§ Objectif de l'exercice
D'après le passage sur Polyeucte, pourquoi a-t-il fallu « toute la science en histoire religieuse de notre siècle » pour saisir la vérité du rôle de Polyeucte ? Répondez en une à trois phrases.

Et maintenant soyons chrétiens, et à toutes ces raisons humaines, ajoutons la puissance mystérieuse qui mène et ploie les volontés d'ici-bas; nous ne serons que plus touchés et ébranlés de tout ce dont nous étions déjà convaincus.

Mais il suffit d'être critique informé et avisé pour sentir de quelle puissance est cette création incomparable, si simple que par ses moindres côtés elle séduisait déjà une époque prévenue contre l'emploi du sentiment religieux au théâtre, si savante et profonde qu'il a fallu toute la science en histoire religieuse de notre siècle pour bien pénétrer la vérité de 'ce grand rôle de Polyeucte, pour bien entendre que Polyeucte c'est l'idée chrétienne opposée à la philosophie du bon sens éclairé (Sévère), aux intérêts mondains (Félix), aux idées de famille (Pauline).

Toute une histoire de l'établissement du christianisme est dans ce drame. Par Polyeucte tout seul on peut apprendre que, pour s'établir, le christianisme a dû briser aux cœurs de ses disciples l'intérêt personnel, cela va de soi, et aussi les plus légitimes affections humaines, et l'idée de patrie, et la raison même. Il n'y a peut-être pas de drame qui ouvre tout autour de lui de plus profondes perspectives, et qui pénètre plus loin dans l'âme humaine.

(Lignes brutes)
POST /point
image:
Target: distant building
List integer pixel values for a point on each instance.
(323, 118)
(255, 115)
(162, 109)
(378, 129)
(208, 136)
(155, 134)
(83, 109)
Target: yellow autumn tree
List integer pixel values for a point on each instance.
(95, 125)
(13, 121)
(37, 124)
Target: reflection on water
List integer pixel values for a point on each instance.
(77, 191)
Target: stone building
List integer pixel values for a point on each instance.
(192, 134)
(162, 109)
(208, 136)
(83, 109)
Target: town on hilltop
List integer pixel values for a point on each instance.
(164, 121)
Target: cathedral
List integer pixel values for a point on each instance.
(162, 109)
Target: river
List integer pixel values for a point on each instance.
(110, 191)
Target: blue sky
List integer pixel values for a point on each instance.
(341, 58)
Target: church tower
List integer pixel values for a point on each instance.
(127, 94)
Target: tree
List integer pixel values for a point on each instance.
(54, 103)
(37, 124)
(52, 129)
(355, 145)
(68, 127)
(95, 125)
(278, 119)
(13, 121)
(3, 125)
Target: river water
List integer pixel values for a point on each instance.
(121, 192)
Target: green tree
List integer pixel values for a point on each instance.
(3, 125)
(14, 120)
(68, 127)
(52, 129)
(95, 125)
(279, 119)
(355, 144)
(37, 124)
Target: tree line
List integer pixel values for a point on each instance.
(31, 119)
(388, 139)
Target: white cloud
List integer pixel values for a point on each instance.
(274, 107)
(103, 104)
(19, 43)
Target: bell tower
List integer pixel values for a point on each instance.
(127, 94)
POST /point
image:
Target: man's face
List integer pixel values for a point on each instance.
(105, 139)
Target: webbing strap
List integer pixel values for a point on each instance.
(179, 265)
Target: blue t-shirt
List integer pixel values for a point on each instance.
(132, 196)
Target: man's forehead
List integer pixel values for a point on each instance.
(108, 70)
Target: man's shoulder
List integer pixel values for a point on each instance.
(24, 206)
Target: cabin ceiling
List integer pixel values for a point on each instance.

§ Réponse attendue
Parce que cette création est « si savante et profonde » que seule cette science permettait d'en pénétrer la vérité. Elle a fait comprendre que Polyeucte représente l'idée chrétienne opposée à la philosophie du bon sens éclairé (Sévère), aux intérêts mondains (Félix) et aux idées de famille (Pauline).